— EXERCISE AIM —
Your answer must be the records below, printed exactly.

"""

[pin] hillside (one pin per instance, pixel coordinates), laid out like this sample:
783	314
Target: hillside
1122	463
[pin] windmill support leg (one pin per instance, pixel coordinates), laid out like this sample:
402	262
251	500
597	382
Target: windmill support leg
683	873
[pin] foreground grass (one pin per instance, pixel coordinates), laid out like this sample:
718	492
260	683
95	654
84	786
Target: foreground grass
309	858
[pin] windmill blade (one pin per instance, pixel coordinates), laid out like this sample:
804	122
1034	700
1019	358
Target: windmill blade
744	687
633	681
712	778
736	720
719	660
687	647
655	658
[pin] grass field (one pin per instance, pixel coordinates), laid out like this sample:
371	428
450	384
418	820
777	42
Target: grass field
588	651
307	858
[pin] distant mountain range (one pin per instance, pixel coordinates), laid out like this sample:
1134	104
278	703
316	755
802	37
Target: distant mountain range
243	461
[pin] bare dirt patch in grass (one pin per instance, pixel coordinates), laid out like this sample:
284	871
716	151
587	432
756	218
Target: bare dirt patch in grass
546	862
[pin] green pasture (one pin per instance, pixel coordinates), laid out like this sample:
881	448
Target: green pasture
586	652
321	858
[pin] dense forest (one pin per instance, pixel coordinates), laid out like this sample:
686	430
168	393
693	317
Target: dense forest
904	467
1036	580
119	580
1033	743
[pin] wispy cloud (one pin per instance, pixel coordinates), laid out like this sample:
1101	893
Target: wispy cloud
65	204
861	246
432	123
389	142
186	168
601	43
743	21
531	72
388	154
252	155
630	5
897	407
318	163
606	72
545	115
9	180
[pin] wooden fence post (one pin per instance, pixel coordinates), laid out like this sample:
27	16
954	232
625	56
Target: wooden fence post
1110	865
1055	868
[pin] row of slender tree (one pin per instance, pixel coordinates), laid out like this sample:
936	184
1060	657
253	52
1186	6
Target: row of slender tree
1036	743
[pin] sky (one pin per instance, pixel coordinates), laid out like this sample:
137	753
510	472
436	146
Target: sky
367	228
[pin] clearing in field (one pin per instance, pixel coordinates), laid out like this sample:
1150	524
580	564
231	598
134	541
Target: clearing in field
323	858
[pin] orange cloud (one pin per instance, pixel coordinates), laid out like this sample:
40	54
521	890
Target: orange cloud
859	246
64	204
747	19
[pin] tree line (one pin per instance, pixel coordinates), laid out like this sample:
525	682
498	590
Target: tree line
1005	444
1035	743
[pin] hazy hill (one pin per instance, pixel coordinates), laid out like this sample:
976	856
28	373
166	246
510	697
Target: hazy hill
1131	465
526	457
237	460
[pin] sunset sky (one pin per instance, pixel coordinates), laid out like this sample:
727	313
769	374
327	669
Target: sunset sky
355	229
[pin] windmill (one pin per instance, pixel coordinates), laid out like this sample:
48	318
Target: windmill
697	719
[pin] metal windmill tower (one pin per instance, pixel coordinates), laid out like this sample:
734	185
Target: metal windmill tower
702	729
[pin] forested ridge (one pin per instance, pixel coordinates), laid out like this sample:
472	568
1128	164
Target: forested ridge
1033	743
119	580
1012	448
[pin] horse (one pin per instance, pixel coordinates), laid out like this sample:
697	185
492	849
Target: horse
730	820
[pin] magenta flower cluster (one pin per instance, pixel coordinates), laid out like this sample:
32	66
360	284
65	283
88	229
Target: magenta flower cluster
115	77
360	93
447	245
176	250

"""

— RESULT OF THE TASK —
[pin] hillside (one pin per instance, pixel coordinates), laid out like this sample:
783	314
Target: hillside
1122	463
[pin] windmill support leg (one pin per instance, pixel coordinates), laid out like this sample:
402	262
251	500
597	382
Target: windmill support leg
683	873
[pin] foreground grass (one pin per instance, pixel coordinates), laid out like this sample:
718	492
260	683
95	654
84	786
Target: foreground grass
309	858
[pin] windmill blade (one pin per instance, pixel coordinates), laid out like this sample:
804	122
1034	700
1019	358
Target: windmill blade
744	687
633	681
712	778
736	720
719	660
687	647
655	658
[pin] grass field (one pin per instance, pixel coordinates), laid out like this sample:
371	428
450	384
418	820
777	42
Target: grass field
588	651
307	858
[pin] distant mountain range (one pin per instance, pixel coordinates), laid out like this sample:
1134	104
278	703
316	755
802	37
Target: distant mountain range
243	461
[pin] bare dirt patch in grass (one pin per instance, pixel coordinates), laid out like this sample:
284	871
716	151
587	432
756	218
Target: bare dirt patch in grass
546	862
[pin] green pasture (one pin per instance, pixel coordinates), laid out like this sample:
881	448
Target: green pasture
586	652
321	858
[pin] dense forest (one pin per instance, pixel coordinates), laid out like this sample:
686	430
168	393
693	317
Target: dense forest
904	467
1036	580
119	580
1033	743
[pin] wispy cloud (one pin per instance, pixel coordinates), laid out like this sample:
1101	893
Target: wispy cloud
65	204
861	246
432	123
389	142
186	168
601	43
743	21
531	72
388	154
252	155
630	5
897	407
318	163
606	72
545	115
9	180
[pin] wooden fence post (one pin per instance, pixel coordinates), laid out like this sample:
27	16
954	232
625	56
Target: wooden fence post
1110	865
1055	868
[pin] row of slender tree (one pin per instance, pixel coordinates), laid out like this sample:
936	184
1060	657
253	52
1186	6
Target: row of slender tree
1036	743
[pin] sky (one pin per instance, pixel coordinates), laid out like this sample:
137	753
510	472
436	146
Target: sky
367	228
[pin] clearing in field (one pin per instance, pixel coordinates), laid out like this sample:
1150	524
580	564
231	598
134	541
Target: clearing in field
323	858
[pin] orange cloud (one pin per instance, pixel coordinates), laid out like this sample:
40	54
521	890
Target: orange cloud
859	246
64	204
747	19
[pin] tree line (one pin per instance, pixel coordinates), laid out like this sample:
525	682
498	590
Target: tree line
1005	444
1035	743
[pin] hazy hill (one pin per instance, pixel coordinates), laid out like this sample:
976	856
28	373
166	246
510	697
Target: hazy hill
1131	465
526	457
237	460
[pin] sunset sky (one pin per instance, pixel coordinates), laid out like this sample:
727	313
769	374
327	669
Target: sunset sky
355	229
[pin] windmill (one pin per instance, pixel coordinates), laid out like this sample:
48	318
Target: windmill
697	719
[pin] metal windmill tower (one pin per instance, pixel coordinates), laid out like this sample:
734	185
Target: metal windmill tower
702	729
[pin] forested ridge (one pin per instance, pixel coordinates), laid out like this sample:
472	568
1128	164
Target: forested ridge
1033	743
119	580
1012	448
[pin] horse (one pin per instance, pixel coordinates), laid out like this sample:
697	185
492	849
Target: horse
730	820
[pin] magenta flower cluster (one pin per instance, pixel coordinates), laid out like this sample:
32	66
360	284
65	283
88	229
Target: magenta flower cluster
115	77
360	93
447	245
176	250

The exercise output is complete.